> [The task]: Lines before the one containing "Locate every instance of the multi-story" are excluded; retype that line and all remaining lines of the material exactly.

=== Available records ===

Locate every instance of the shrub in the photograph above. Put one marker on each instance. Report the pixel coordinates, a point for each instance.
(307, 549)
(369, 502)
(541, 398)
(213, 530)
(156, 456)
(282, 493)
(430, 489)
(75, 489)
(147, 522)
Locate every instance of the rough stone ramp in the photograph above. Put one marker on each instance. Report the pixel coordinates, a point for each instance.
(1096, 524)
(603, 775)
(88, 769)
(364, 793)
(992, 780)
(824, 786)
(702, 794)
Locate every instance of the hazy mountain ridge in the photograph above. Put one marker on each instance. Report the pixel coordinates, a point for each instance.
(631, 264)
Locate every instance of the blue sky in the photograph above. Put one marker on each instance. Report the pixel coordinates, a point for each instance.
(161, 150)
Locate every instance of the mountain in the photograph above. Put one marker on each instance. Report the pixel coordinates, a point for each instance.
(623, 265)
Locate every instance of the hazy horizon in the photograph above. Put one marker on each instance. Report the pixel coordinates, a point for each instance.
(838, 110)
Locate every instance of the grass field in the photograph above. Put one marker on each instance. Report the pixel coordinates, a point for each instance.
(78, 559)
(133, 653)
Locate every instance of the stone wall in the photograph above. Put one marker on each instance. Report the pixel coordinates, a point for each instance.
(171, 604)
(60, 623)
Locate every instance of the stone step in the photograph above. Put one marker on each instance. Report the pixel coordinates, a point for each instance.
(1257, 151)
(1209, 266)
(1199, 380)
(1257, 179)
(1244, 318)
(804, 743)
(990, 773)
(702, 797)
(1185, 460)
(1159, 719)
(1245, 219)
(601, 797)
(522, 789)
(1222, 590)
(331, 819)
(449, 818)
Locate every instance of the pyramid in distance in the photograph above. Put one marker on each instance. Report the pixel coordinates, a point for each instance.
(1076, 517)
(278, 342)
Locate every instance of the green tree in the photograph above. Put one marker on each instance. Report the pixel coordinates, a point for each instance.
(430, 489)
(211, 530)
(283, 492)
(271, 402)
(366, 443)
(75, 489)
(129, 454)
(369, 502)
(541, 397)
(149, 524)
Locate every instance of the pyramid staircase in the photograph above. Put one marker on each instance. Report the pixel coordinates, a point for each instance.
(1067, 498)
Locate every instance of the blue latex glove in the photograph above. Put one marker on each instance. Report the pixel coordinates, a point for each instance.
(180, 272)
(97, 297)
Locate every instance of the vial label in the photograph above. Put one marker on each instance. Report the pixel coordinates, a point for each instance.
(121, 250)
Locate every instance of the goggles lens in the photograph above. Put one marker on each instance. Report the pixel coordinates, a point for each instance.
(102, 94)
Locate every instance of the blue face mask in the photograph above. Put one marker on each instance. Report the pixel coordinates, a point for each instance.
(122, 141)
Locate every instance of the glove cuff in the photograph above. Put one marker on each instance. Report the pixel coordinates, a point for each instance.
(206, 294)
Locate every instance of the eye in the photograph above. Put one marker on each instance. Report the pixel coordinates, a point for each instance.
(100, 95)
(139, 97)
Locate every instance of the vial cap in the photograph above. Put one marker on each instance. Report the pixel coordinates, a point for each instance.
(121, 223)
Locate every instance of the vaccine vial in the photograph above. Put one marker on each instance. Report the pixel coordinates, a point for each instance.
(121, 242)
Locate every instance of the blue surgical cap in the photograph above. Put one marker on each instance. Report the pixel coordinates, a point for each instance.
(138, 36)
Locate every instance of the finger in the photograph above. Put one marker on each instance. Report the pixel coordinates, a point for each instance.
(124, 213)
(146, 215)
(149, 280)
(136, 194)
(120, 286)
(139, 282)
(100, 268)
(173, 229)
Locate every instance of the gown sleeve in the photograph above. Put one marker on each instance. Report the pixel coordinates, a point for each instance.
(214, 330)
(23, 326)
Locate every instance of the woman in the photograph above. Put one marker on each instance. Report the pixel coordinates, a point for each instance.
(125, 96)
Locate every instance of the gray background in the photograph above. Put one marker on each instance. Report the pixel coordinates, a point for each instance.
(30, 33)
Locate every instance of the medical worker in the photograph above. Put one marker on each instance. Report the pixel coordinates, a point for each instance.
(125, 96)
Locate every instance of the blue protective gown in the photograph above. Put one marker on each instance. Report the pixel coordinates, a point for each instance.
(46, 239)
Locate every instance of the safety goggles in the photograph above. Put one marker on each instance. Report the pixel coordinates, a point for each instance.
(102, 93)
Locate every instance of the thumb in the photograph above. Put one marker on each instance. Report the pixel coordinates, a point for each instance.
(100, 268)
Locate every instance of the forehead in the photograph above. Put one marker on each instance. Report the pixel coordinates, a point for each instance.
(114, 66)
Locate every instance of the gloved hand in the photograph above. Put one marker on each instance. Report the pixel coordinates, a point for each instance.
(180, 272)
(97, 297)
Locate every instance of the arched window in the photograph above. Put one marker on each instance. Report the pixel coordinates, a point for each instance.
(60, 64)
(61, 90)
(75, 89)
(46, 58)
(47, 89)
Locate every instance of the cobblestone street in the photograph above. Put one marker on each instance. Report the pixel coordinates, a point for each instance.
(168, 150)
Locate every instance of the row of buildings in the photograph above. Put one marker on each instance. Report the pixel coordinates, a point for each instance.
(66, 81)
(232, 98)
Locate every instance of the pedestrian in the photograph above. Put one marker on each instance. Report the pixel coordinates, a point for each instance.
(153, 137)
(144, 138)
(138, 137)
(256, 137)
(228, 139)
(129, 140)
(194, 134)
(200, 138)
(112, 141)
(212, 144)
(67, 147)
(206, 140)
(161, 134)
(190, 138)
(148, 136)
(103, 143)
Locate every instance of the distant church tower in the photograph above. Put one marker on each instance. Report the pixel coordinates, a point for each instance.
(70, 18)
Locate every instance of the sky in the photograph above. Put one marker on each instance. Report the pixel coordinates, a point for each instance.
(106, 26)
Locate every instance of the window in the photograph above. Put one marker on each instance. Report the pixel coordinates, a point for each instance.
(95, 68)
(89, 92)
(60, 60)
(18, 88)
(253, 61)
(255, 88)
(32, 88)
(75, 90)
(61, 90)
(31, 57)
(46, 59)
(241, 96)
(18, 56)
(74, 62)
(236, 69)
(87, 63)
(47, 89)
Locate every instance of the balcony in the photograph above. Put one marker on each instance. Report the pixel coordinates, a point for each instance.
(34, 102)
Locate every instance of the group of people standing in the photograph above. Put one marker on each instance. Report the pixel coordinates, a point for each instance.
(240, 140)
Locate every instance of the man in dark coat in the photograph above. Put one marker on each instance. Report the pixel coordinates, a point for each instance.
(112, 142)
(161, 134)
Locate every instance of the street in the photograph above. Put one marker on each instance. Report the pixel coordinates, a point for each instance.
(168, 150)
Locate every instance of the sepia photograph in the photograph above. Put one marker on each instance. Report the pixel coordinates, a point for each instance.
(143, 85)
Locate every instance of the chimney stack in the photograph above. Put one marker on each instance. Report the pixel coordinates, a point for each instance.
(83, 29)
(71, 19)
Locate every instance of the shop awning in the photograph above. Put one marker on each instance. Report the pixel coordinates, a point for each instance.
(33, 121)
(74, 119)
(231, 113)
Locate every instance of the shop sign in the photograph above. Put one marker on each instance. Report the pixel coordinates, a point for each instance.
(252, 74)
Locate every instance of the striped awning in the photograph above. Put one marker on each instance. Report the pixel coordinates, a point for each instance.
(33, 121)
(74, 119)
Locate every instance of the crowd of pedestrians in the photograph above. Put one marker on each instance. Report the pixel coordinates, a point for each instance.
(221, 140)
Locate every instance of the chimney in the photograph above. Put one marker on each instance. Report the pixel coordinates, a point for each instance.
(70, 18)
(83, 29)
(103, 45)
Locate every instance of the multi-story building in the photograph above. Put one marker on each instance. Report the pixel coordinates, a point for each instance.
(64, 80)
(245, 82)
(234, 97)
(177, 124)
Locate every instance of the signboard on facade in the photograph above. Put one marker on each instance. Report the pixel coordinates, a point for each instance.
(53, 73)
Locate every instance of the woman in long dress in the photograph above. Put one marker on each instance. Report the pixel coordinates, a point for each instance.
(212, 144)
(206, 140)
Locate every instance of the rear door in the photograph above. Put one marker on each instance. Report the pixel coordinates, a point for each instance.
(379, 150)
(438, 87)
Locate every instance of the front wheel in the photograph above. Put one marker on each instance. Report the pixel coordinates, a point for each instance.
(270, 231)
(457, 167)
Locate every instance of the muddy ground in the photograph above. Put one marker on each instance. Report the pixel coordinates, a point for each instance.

===

> [Task output]:
Locate every instance of the multi-story building in the photograph above. Put one marker on each instance. Report the pixel coordinates, a point for each instance.
(64, 80)
(245, 82)
(234, 97)
(177, 124)
Locate every instance of the signboard on facade in the photograph above. Put one marker on each instance. Report the pixel coordinates, a point for each instance.
(53, 73)
Locate every instance of the woman in long dress in the photograph above. Put one marker on each instance. Report the pixel coordinates, a point for each instance.
(212, 144)
(206, 140)
Locate every instance of the rear door in the photograph above. Put one marker on each instance. Report the pixel coordinates, a point for each instance.
(379, 150)
(438, 87)
Locate every instance of the front wheel in the photograph above. Put one marker on each instance. Report the pixel coordinates, a point for each instance.
(270, 231)
(457, 167)
Locate every instance of the muddy ground in the photograph above. Put one marker on each instance. Report the pixel coordinates, a point for each instance.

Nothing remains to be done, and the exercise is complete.